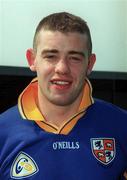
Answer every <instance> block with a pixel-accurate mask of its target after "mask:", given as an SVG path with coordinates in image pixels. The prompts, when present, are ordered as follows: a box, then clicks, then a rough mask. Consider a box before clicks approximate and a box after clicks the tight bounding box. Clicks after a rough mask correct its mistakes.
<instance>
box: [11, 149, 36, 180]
mask: <svg viewBox="0 0 127 180" xmlns="http://www.w3.org/2000/svg"><path fill="white" fill-rule="evenodd" d="M38 170H39V169H38V166H37V164H36V163H35V161H34V160H33V159H32V157H30V156H29V155H28V154H27V153H25V152H20V153H19V154H18V155H17V157H16V158H15V160H14V162H13V164H12V167H11V171H10V176H11V178H13V179H23V178H27V177H30V176H33V175H34V174H36V173H37V172H38Z"/></svg>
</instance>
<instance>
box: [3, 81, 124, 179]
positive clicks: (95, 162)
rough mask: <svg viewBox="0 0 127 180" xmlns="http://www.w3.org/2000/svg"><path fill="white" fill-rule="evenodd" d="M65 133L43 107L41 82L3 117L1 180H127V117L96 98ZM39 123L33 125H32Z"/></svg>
mask: <svg viewBox="0 0 127 180" xmlns="http://www.w3.org/2000/svg"><path fill="white" fill-rule="evenodd" d="M91 92H92V91H91V86H90V83H89V81H88V80H86V85H85V87H84V95H83V97H82V101H81V104H80V107H79V111H78V112H76V114H75V115H74V116H73V117H71V118H70V119H69V120H67V121H66V123H64V124H63V125H62V126H61V127H60V128H58V127H55V126H54V125H52V124H48V123H47V122H46V120H45V119H44V117H43V115H42V114H41V113H40V111H39V109H38V106H37V79H34V80H33V81H32V83H31V84H30V85H29V86H28V87H27V88H26V89H25V90H24V91H23V93H22V94H21V95H20V97H19V101H18V105H16V106H14V107H12V108H10V109H9V110H7V111H6V112H4V113H2V114H1V115H0V180H8V179H29V180H59V179H60V180H65V179H66V180H77V179H78V180H84V179H85V180H93V179H96V180H123V179H124V178H123V172H124V171H125V170H126V169H127V130H126V127H127V112H126V111H124V110H122V109H120V108H118V107H116V106H114V105H112V104H110V103H106V102H104V101H101V100H98V99H95V100H93V98H92V95H91ZM32 118H33V119H32Z"/></svg>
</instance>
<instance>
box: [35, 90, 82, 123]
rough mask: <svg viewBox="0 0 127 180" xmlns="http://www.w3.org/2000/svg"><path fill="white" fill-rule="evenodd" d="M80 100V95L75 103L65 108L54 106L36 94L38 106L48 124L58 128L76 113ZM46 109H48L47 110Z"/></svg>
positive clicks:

### The problem
Each line in the data that holds the string "positive" should be found and copied.

### Written solution
positive clicks: (95, 162)
positive clicks:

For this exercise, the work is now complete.